## Task to carry out
Return the line containing "Target: apron waistband" and every line after it through the end of the entries below, with no other lines.

(Saved entries)
- Opening Delimiter -

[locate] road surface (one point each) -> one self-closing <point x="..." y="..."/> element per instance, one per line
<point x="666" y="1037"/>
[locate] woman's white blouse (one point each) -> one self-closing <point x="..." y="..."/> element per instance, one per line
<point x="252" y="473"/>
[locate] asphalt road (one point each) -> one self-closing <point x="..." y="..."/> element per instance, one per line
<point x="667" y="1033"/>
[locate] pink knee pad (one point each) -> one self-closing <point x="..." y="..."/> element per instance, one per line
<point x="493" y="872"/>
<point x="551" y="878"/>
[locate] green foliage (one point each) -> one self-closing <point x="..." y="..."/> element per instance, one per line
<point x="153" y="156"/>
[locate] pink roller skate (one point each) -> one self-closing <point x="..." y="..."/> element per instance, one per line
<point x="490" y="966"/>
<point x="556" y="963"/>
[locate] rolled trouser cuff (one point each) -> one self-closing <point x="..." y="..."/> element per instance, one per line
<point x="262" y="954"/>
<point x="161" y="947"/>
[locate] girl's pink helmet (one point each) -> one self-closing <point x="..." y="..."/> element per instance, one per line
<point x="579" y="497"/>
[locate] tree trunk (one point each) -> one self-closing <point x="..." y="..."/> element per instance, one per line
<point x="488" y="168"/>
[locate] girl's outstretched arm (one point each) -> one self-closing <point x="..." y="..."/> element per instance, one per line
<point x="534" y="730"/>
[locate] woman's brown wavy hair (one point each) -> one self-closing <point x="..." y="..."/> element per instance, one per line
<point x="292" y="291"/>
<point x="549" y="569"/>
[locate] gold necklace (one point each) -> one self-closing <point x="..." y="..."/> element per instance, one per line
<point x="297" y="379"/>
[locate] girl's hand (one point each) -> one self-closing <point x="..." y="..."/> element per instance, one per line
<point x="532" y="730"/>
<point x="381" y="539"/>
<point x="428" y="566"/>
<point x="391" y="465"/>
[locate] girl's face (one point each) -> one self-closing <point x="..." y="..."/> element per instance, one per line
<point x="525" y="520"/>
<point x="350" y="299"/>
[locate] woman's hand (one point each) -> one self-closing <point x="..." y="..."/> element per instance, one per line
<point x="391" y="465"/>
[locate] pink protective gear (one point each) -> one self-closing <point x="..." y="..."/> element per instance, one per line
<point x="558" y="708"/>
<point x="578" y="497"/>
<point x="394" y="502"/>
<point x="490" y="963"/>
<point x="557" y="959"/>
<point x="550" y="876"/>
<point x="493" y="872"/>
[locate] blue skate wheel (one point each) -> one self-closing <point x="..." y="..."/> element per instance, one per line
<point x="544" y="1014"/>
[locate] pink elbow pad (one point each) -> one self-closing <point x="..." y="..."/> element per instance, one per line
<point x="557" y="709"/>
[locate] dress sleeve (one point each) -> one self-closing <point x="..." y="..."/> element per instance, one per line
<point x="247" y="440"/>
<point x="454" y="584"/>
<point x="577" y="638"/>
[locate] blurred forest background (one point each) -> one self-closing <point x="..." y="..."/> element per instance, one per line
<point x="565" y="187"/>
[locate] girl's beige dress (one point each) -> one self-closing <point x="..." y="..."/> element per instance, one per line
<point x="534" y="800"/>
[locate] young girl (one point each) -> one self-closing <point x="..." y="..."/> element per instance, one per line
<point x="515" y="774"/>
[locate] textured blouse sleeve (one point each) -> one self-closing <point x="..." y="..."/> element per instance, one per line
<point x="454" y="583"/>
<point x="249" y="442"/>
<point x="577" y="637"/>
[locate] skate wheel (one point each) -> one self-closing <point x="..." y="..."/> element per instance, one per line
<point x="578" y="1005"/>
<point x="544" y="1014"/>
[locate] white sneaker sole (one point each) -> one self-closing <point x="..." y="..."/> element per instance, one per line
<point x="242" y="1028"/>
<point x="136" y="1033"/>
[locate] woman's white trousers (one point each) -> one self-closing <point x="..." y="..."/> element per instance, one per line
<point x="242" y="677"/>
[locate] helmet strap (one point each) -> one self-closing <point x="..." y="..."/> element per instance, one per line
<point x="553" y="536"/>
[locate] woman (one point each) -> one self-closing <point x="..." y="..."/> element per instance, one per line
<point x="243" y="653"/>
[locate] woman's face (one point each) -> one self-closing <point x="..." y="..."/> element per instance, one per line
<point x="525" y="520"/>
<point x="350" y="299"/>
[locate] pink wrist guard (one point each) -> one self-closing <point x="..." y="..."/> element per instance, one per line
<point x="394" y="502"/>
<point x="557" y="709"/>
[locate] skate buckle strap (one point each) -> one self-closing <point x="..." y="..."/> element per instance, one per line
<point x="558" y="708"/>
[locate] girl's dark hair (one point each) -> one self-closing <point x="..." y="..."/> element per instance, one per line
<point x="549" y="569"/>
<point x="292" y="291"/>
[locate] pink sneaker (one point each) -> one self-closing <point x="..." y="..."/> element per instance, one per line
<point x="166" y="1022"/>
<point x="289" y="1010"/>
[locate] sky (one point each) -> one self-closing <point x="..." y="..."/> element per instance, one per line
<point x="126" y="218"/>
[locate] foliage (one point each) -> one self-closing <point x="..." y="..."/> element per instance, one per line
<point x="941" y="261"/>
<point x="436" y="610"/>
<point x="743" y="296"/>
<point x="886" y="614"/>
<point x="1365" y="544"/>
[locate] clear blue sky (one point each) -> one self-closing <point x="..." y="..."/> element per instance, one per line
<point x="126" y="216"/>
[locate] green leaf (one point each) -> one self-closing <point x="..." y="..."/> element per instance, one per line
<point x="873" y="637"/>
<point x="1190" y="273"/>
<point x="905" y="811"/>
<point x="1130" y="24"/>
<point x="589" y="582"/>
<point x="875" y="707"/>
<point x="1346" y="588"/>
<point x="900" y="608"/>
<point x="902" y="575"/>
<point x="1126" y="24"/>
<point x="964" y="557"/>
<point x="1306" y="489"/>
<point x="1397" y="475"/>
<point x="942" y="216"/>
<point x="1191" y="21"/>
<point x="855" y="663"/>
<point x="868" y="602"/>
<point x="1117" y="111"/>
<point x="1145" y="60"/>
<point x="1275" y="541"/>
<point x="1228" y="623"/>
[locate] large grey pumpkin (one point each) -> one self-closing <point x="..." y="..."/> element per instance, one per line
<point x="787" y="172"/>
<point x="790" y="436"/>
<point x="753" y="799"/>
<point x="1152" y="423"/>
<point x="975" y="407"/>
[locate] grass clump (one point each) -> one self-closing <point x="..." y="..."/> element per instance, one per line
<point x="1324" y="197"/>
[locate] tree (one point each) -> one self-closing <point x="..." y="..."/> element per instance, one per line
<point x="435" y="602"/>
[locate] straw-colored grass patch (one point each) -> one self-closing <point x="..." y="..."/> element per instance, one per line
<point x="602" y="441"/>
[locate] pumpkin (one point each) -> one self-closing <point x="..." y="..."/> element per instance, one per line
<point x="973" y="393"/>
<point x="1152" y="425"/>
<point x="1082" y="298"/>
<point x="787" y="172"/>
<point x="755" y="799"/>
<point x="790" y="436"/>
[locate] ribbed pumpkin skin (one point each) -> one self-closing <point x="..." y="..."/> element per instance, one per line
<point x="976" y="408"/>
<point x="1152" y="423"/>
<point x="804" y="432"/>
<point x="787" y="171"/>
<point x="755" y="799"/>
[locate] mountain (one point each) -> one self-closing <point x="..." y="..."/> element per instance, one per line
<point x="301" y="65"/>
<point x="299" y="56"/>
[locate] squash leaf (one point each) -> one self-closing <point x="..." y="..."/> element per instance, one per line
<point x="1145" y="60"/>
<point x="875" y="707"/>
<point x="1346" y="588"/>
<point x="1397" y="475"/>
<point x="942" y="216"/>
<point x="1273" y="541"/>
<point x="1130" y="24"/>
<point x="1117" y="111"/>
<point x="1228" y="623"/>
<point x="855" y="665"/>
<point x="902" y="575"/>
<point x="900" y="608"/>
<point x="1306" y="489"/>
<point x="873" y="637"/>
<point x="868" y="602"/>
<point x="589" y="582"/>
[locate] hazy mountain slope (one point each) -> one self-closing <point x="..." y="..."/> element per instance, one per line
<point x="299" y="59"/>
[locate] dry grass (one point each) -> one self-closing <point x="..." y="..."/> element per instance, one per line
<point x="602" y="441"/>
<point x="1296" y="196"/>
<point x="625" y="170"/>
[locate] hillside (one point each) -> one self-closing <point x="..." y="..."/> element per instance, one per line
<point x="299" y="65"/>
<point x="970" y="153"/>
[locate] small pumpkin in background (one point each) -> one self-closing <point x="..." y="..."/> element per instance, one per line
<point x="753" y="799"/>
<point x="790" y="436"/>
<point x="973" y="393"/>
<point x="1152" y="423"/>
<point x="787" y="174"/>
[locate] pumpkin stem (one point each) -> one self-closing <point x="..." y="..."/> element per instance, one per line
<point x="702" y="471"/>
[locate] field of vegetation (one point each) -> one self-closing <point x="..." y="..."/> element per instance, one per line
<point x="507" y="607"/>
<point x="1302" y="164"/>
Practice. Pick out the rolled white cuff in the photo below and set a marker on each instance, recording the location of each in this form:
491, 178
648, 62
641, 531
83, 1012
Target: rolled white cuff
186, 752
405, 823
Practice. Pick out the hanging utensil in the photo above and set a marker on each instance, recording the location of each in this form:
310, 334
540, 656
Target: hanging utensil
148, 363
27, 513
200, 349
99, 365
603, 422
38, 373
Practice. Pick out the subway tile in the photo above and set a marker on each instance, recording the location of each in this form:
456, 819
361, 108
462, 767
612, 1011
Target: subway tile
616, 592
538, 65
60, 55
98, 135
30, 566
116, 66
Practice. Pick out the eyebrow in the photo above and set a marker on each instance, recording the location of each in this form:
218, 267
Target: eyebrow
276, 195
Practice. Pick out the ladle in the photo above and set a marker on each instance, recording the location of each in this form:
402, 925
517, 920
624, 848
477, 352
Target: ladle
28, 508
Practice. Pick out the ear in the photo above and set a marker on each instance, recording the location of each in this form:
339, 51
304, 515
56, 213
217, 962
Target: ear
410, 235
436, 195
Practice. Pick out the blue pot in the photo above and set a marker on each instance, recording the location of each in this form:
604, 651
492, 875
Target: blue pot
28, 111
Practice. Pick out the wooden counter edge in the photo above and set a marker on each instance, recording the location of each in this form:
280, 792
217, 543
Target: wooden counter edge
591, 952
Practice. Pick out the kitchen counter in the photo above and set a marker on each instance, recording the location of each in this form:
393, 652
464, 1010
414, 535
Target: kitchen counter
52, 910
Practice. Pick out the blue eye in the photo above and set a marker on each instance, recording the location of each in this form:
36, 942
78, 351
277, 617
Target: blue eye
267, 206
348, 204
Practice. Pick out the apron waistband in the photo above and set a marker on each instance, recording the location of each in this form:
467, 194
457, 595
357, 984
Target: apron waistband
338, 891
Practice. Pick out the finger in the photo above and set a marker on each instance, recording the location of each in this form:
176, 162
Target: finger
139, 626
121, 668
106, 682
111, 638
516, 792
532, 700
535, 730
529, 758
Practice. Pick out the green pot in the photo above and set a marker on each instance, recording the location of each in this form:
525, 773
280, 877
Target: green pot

- Closing Delimiter -

## Solution for this exercise
Target: apron waistband
338, 891
Practice. Pick out the finger in the photo above and set a marker on each instance, recording the location of each in this form:
176, 162
Target: finger
139, 626
121, 668
106, 682
111, 638
516, 792
532, 700
535, 730
529, 758
Practice. Pick out the green pot in the photo above and set a marker on each instance, recording the location of each in this form:
525, 773
280, 877
Target: green pot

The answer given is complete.